STATED TASK:
Format everything from the line containing "Identify the position" down to the end of the entries as a JSON list of strings, one string per line, with blank lines omitted and pictures left out.

[Entries excerpted from a collection]
** begin **
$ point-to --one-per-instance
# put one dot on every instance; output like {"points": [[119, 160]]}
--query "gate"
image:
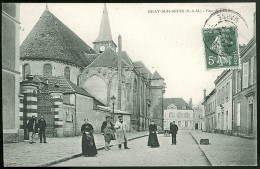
{"points": [[46, 108]]}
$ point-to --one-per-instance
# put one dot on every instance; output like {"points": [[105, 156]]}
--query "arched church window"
{"points": [[67, 73], [26, 70], [47, 70]]}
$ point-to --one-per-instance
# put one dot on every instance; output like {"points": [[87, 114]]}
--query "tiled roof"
{"points": [[91, 57], [156, 75], [143, 69], [178, 102], [108, 58], [52, 40], [66, 86]]}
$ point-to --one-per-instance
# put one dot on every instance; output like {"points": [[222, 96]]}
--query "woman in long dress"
{"points": [[107, 130], [153, 140], [88, 142]]}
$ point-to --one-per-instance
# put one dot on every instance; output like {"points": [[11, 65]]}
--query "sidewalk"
{"points": [[224, 150], [40, 154]]}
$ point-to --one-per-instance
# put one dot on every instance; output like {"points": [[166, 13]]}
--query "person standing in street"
{"points": [[173, 130], [32, 129], [107, 129], [41, 127], [88, 142], [120, 127], [152, 139]]}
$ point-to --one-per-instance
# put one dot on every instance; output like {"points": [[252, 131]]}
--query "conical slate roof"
{"points": [[108, 58], [104, 31], [156, 75], [50, 39]]}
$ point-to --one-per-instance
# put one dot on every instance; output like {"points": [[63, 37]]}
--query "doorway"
{"points": [[196, 126], [250, 119]]}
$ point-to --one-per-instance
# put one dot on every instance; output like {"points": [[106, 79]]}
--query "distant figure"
{"points": [[120, 127], [152, 139], [88, 142], [41, 128], [32, 129], [107, 129], [173, 130]]}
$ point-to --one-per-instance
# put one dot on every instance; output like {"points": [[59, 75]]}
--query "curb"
{"points": [[208, 161], [48, 164]]}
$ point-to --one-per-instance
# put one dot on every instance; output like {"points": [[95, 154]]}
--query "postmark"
{"points": [[221, 39]]}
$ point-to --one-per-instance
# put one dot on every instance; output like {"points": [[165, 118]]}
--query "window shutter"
{"points": [[227, 91], [238, 114], [252, 71], [245, 75]]}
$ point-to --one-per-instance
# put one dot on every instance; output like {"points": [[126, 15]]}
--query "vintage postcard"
{"points": [[129, 84]]}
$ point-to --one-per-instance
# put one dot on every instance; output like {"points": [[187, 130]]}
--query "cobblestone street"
{"points": [[226, 150], [25, 154], [185, 153]]}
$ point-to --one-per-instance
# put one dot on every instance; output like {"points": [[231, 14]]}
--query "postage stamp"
{"points": [[221, 47], [221, 38]]}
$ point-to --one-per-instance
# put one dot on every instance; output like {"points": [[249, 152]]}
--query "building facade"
{"points": [[10, 72], [196, 117], [52, 50], [224, 108], [245, 92], [210, 111], [176, 109]]}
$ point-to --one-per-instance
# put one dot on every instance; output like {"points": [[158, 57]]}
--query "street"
{"points": [[185, 153]]}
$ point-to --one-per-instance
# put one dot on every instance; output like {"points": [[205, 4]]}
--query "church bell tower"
{"points": [[104, 38]]}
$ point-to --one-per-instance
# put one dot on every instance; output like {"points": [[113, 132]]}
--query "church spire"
{"points": [[46, 8], [104, 31]]}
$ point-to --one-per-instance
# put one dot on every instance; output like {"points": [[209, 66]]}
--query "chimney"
{"points": [[190, 102], [119, 43]]}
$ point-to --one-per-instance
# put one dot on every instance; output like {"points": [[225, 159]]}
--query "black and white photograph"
{"points": [[129, 84]]}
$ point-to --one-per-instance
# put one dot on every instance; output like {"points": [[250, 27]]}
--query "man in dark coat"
{"points": [[107, 129], [41, 128], [173, 130], [32, 129]]}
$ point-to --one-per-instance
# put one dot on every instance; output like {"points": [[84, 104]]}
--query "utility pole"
{"points": [[119, 70]]}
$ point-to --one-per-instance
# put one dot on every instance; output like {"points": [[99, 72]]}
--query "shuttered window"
{"points": [[252, 70], [238, 114], [26, 70], [67, 73], [238, 81], [47, 70], [227, 91], [245, 75]]}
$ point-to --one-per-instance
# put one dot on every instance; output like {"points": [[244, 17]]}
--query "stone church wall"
{"points": [[57, 68]]}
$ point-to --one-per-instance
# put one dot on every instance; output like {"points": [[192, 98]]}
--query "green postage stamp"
{"points": [[221, 48]]}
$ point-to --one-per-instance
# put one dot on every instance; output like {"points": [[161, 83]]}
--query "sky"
{"points": [[170, 43]]}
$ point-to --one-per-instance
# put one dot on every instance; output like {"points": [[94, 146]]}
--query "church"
{"points": [[66, 80]]}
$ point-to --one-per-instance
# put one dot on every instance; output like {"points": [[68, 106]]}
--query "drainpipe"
{"points": [[75, 116]]}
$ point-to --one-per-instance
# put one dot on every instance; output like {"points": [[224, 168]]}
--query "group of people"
{"points": [[108, 129], [117, 132], [153, 140], [34, 127]]}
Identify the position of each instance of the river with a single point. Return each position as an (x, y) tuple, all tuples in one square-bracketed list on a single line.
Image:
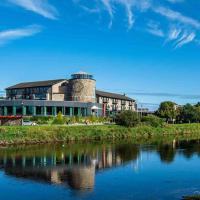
** end **
SOLUTION BELOW:
[
  "Identify the position of each instance of the river with a single point. Return each position as an (x, y) tuple, all tuples in one square-bracketed list on a single line.",
  "Image:"
]